TEXT EXCERPT

1. Connection failures (poll-level)

These prevent us from connecting to your server at all, or from listing the directory. The whole poll fails and no progress is made — we'll retry on the next scheduled poll.

Error you'll see in the integration health dashboard

What it means

What to do

connect: dial tcp ...: i/o timeout

We couldn't open a TCP connection.

Check that your server is up, on the right port, and reachable from Enterpret's IP range. Confirm any firewall / VPN allow-list.

connect: ssh: handshake failed: ssh: unable to authenticate

TCP works, SSH auth failed.

Verify the username, password, or private key. Check ~/.ssh/authorized_keys on the server. If you rotated credentials, send us the new ones.

connect: ssh: handshake failed: knownhosts: key mismatch

The server presented a different SSH host key than the fingerprint we have on file.

Either your server's host key was rotated (legitimate — re-share the new fingerprint with us) or the connection is being intercepted. Don't reuse — investigate.

no host key verification material

Your integration was created without a fingerprint and our env override isn't set.

Coordinate labeling data:
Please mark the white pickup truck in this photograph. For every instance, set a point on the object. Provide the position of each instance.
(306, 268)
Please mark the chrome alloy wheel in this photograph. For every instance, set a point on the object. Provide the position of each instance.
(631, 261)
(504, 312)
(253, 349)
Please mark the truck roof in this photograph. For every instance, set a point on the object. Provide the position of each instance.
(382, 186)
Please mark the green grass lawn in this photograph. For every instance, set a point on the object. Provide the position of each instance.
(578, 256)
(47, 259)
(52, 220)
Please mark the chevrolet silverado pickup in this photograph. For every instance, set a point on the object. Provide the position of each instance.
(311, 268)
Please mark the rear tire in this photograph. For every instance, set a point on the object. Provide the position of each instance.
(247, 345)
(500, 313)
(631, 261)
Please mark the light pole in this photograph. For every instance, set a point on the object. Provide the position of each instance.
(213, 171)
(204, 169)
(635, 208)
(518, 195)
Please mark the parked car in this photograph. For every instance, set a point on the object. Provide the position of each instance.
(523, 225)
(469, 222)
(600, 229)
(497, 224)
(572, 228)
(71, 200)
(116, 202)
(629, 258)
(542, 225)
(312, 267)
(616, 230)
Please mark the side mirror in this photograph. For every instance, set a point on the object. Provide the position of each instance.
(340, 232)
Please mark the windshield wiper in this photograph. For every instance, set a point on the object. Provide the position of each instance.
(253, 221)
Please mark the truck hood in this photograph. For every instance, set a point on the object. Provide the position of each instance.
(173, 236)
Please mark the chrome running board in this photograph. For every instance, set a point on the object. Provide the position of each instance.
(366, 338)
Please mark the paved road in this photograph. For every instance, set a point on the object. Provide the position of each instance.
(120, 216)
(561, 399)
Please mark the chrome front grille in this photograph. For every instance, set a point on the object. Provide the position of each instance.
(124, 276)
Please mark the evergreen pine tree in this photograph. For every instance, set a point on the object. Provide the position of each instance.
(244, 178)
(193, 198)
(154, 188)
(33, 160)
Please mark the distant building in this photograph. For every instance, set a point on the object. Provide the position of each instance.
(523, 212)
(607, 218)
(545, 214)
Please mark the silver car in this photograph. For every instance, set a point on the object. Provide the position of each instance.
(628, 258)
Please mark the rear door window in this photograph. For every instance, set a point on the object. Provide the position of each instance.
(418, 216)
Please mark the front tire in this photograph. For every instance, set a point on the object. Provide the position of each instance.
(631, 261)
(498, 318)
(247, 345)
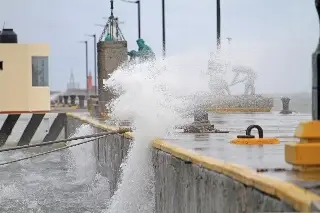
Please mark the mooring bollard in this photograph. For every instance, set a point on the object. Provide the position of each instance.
(249, 139)
(285, 106)
(201, 116)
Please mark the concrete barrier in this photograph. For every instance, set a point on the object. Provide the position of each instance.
(186, 181)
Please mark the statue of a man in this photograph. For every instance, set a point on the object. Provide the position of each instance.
(144, 52)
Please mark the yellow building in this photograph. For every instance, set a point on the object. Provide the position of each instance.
(24, 78)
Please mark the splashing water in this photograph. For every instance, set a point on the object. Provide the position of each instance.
(63, 181)
(154, 96)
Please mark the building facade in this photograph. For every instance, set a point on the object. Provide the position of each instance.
(24, 78)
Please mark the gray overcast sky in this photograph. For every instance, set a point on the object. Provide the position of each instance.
(276, 37)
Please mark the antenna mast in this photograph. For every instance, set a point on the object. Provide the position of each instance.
(112, 30)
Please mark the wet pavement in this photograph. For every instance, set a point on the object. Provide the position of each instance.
(266, 157)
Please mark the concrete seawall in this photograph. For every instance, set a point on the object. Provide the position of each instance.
(189, 182)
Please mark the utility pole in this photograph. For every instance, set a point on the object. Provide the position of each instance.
(163, 28)
(87, 67)
(316, 76)
(95, 61)
(218, 25)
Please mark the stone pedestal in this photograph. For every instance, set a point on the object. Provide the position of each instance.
(285, 106)
(111, 54)
(81, 101)
(60, 99)
(66, 99)
(73, 100)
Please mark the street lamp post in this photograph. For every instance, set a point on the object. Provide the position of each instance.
(316, 76)
(95, 61)
(87, 68)
(163, 28)
(139, 14)
(218, 25)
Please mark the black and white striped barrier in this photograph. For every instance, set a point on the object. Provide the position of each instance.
(22, 129)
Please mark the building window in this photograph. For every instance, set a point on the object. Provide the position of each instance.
(40, 71)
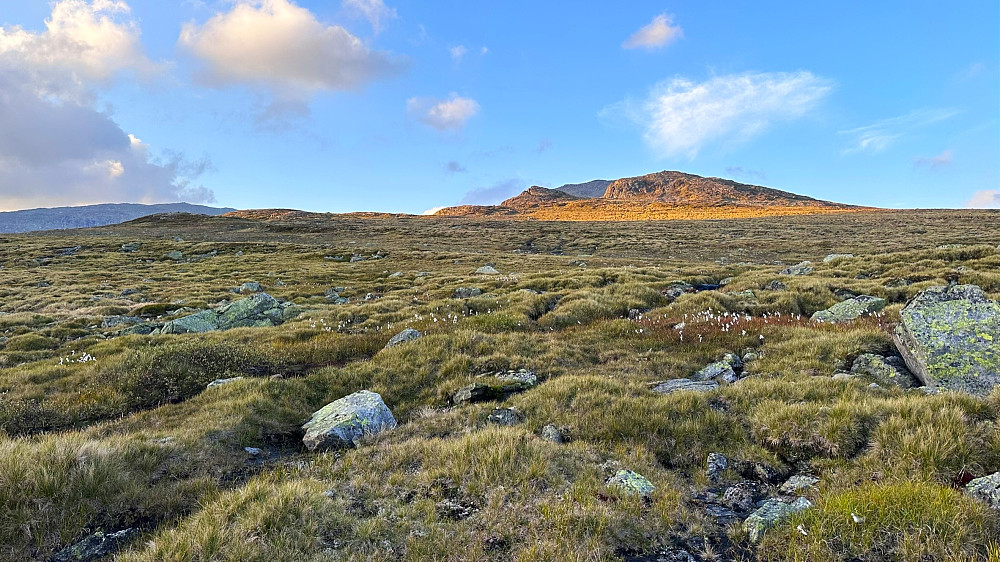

REQUIRED WORK
- a) Write out the passage of the connection failure guide from "connect: dial tcp" up to and including "SSH auth failed.", word for word.
- b) Extract the rows of the coordinate labeling data from the line with "Please mark the statue" up to and including the last row, reproducing each line unchanged. Leave the pictures out of the answer.

EXERCISE ANSWERS
- a)
connect: dial tcp ...: i/o timeout

We couldn't open a TCP connection.

Check that your server is up, on the right port, and reachable from Enterpret's IP range. Confirm any firewall / VPN allow-list.

connect: ssh: handshake failed: ssh: unable to authenticate

TCP works, SSH auth failed.

- b)
Please mark the statue of a man in this photograph. For every instance, set a point on the object. Provide the position of each instance.
(144, 52)
Please mark the yellow building in this photograph. For every instance, set a point on the object. Provide the position of each instance.
(24, 78)
Please mark the splashing water in this photograph. For every instance, set a point on the object. Provide the position of each instance.
(63, 181)
(154, 96)
Please mark the building facade in this photograph. For every instance, set a point on the object. Provide the position of each instance.
(24, 78)
Please mark the gray overcast sky in this photograph. For every instance, set a point on the object. Provide the position of each instance.
(276, 37)
Please mark the antenna mast in this photograph. For every instance, set a point on the object. Provide the position of each instance.
(112, 30)
Please mark the wet pavement in this photograph. For every instance, set a point on the object. Provide the position of each instance.
(266, 157)
Please mark the concrete seawall in this photograph. For every instance, set a point on the object. Provide the position of each instance.
(189, 182)
Please mark the utility pole in this photograph. For every instance, set a point on the object. Provide the position of each instance.
(163, 28)
(87, 67)
(316, 76)
(95, 61)
(218, 25)
Please mark the stone pedestal in this photograph. For every instance, set a point on the object. Provide the position of each instance.
(285, 106)
(111, 54)
(81, 101)
(60, 99)
(66, 99)
(73, 100)
Please mark the street lamp post in this photograph. For every instance, set a point on the object. Provide the position of each instance.
(316, 76)
(95, 61)
(87, 68)
(163, 28)
(139, 14)
(218, 25)
Please mark the black and white striped barrier in this photograph. For every instance, set a point on the object. Provide the position of each instance.
(22, 129)
Please mark the building window in this photograph. For every instance, set a point on the object. Provide the position of each instance.
(40, 71)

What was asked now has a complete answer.